Labeled area outline entries:
━━━━━━━━

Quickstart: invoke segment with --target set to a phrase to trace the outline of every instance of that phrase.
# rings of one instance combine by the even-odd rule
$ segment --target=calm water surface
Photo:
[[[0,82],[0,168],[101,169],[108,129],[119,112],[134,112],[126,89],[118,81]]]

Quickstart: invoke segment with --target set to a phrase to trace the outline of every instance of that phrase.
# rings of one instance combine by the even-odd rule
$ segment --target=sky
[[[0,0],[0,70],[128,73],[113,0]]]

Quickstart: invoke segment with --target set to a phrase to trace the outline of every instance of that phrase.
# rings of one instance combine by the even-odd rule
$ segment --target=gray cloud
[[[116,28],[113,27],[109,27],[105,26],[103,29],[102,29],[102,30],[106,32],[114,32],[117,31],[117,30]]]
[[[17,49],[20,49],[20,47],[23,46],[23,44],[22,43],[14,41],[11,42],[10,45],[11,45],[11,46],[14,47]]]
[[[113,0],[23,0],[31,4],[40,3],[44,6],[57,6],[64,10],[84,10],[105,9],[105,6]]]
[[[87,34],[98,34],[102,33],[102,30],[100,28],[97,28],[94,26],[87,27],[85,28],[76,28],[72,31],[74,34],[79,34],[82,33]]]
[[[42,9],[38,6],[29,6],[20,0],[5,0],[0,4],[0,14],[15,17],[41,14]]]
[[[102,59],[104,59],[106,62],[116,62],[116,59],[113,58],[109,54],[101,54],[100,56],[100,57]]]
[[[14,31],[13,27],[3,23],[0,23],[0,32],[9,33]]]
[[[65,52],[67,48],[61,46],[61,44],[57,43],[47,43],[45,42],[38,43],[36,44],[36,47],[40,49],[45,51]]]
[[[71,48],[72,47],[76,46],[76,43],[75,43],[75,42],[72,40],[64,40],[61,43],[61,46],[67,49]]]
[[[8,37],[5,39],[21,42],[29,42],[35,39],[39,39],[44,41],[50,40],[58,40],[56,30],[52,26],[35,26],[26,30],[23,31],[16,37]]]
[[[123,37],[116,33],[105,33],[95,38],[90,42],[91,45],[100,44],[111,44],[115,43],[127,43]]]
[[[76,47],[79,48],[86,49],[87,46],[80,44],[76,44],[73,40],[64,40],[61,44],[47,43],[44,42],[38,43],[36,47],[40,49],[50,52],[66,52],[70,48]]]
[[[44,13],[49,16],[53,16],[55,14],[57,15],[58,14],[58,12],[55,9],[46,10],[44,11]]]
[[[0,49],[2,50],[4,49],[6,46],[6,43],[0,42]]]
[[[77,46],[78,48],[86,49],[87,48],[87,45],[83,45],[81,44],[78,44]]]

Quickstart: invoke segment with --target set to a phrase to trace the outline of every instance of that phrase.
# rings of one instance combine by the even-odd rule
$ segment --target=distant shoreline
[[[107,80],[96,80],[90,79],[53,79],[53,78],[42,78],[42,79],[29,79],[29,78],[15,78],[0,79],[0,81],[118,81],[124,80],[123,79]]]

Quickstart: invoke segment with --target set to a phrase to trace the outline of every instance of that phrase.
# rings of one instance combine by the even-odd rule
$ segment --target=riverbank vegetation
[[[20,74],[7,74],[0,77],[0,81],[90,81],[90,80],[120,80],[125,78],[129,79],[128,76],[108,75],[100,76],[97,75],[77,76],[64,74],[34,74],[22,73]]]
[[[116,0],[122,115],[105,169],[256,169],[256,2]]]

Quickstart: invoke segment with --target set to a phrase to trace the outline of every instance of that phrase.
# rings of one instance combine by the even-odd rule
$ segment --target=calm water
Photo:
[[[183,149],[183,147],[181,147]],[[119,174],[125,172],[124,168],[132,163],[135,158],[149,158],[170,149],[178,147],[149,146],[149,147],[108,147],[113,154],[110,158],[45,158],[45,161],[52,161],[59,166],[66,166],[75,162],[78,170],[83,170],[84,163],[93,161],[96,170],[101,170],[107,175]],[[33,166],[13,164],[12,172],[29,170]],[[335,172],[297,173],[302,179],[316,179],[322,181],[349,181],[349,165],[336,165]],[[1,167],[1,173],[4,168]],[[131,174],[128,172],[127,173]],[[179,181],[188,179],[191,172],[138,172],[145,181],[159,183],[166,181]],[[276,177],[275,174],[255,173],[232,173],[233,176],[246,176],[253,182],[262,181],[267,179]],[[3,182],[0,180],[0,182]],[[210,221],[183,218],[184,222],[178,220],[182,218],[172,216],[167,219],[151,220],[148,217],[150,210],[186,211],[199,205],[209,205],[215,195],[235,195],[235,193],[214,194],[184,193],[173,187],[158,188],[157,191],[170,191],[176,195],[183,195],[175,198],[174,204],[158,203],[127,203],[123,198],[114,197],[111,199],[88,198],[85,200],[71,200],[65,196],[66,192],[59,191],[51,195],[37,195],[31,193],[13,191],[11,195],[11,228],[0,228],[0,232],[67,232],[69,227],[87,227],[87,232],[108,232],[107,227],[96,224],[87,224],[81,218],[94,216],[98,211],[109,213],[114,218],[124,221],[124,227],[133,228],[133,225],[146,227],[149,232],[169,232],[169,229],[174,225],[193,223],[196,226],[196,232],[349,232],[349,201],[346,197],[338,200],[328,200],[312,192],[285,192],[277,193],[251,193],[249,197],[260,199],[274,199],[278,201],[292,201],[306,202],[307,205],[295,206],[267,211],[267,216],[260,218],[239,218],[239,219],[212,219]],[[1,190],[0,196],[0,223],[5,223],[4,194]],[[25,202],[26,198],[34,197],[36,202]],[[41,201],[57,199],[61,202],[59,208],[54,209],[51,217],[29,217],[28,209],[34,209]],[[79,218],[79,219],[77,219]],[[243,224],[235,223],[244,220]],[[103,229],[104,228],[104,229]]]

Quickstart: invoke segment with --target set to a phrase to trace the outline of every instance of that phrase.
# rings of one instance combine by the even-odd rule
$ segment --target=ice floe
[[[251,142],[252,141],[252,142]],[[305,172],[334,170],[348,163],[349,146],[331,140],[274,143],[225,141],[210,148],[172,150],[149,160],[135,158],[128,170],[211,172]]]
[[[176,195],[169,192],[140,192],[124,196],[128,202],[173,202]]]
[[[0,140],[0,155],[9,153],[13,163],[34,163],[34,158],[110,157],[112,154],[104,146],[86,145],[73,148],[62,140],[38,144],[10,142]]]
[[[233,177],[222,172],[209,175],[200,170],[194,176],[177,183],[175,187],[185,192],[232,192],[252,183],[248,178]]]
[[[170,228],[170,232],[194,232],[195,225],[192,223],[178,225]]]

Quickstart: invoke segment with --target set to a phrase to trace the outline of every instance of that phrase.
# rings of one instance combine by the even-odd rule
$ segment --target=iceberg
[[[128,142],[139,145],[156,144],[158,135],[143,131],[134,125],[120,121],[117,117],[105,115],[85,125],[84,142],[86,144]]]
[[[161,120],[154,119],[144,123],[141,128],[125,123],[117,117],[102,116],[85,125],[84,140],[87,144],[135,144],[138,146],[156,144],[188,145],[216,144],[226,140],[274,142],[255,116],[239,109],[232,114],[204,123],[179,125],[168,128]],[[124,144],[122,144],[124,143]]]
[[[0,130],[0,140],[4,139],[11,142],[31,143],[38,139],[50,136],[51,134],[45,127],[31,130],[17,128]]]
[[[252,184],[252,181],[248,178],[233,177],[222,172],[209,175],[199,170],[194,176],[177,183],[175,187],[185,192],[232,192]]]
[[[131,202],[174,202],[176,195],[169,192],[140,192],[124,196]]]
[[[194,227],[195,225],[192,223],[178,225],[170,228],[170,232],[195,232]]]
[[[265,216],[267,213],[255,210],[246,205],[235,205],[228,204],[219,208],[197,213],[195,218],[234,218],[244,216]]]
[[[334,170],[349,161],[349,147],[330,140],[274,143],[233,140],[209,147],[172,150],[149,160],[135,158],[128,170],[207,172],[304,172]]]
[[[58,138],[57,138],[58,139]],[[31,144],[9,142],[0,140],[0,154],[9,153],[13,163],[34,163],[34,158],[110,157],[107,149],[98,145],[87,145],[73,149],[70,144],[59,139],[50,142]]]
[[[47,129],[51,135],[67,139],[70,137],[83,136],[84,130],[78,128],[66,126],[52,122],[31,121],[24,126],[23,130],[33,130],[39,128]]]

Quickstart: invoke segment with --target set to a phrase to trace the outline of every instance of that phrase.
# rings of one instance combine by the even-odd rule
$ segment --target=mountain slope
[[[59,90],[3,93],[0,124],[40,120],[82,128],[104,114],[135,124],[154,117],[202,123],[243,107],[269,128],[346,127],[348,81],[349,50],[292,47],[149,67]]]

━━━━━━━━

DESCRIPTION OF THE TASK: Find every line in the data above that contains the string "calm" and copy each one.

FINAL RESULT:
$ segment --target=calm water surface
$ segment --target=calm water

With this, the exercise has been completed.